• Task brief
Quote word for word the passage from the article on housing prices below, starting at the words "According to the" and stopping after "the previous quarter.".

[Reading passage — start]

The average housing prices declined by 2-7 per cent year-on-year during July-September in Delhi-NCR, Mumbai, Chennai, Pune, Kolkata, and Ahmedabad on lower demand amid COVID-19 pandemic, according to Knight Frank India.
Prices, however, increased in Bengaluru and Hyderabad by 3 per cent and 4 per cent, respectively, during July-September 2020 compared with the year-ago period.
Chennai saw the maximum fall of 7 per cent, followed by Delhi-NCR and Pune at 5 per cent.
Rates dipped 3 per cent each in Kolkata and Ahmedabad, while Mumbai witnessed 2 per cent price correction.
The weighted average prices in Q3 2020 registered a year–on–year (y-o-y) decline in six of the eight markets, the consultant said.
"Hyderabad and Bengaluru were the only markets that witnessed a price increment of 4 per cent and 3 per cent y-o-y respectively, as developers in these pre-dominantly end-user markets sustained pricing power in a favourable demand-supply scenario," Knight Frank India said in its report released on Thursday.
According to the report, housing sales stood at 33,403 units during July-September of this calendar year, which is 3.5 times higher than 9,632 units recorded in the previous quarter.
“There has been a meaningful improvement in sales and launches in Q3 2020. Developers have been focusing on liquidating inventory and homebuyers inclined to purchase ready assets has translated into reduced unsold inventory levels in this quarter," Knight Frank India CMD Shishir Baijal said.
For markets such as Mumbai and Pune, he said the additional push by the state government in the form of reduced stamp duty has helped in demand generation.
"Going forward, the festival season will be crucial for developers.
“This may prove to be an opportune time for end-users with adequate financial stability to make their investments.
“The near-term outlook on sales continues to depend on the speed and trajectory of recovery in the economy in the months ahead," Baijal said.
Sales improved compared to April-June period as developers offered financial benefits, discount and easy payment options to attract buyers.
Lower home loan interest rate also supported pick-up in residential sales, the report said.
Builders adopted digital tools to engage with customers.
The acute labour crunch experienced in the earlier part of the lockdown also started to ease out, as workers began to return to main cities seeking employment.
"Even while there is a considerable distance from normality, the residential sector has started to show signs of improvement in Q3 2020," the consultant said.

[Reading passage — finish]
[Dataset entries — start]

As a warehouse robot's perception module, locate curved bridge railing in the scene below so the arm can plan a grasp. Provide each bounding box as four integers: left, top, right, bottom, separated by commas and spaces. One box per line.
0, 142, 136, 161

[Dataset entries — finish]
[Dataset entries — start]

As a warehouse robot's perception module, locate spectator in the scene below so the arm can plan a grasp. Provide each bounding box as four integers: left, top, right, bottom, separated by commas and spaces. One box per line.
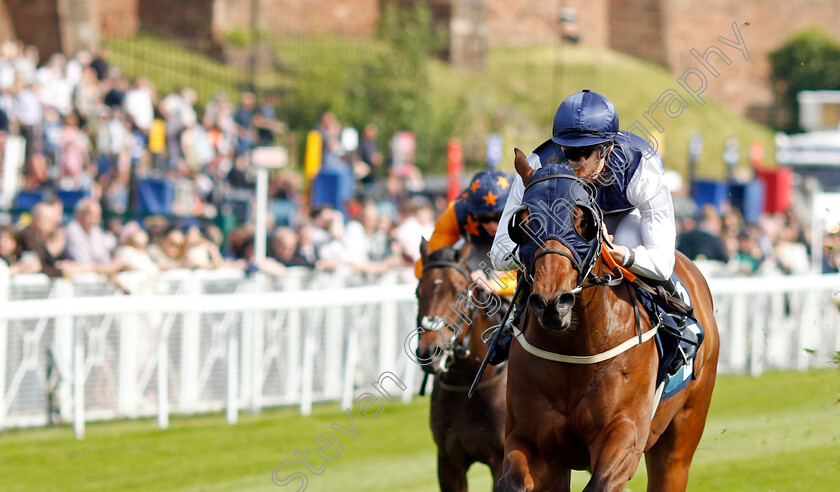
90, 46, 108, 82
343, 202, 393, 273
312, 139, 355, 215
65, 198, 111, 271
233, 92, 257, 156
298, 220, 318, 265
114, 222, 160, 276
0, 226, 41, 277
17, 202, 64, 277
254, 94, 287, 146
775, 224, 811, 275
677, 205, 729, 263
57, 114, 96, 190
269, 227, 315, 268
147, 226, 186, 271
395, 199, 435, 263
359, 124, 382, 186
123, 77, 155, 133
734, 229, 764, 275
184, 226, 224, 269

[Dataset entries — finish]
[Dataset entries — start]

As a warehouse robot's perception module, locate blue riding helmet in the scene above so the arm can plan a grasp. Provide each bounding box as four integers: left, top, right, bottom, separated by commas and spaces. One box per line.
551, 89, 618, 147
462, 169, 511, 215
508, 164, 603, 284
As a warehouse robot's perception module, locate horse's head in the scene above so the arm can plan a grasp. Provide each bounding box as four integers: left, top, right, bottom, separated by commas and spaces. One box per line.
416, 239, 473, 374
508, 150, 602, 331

[Dataset entries — finish]

• Response below
According to the report, housing sales stood at 33,403 units during July-September of this calendar year, which is 3.5 times higher than 9,632 units recorded in the previous quarter.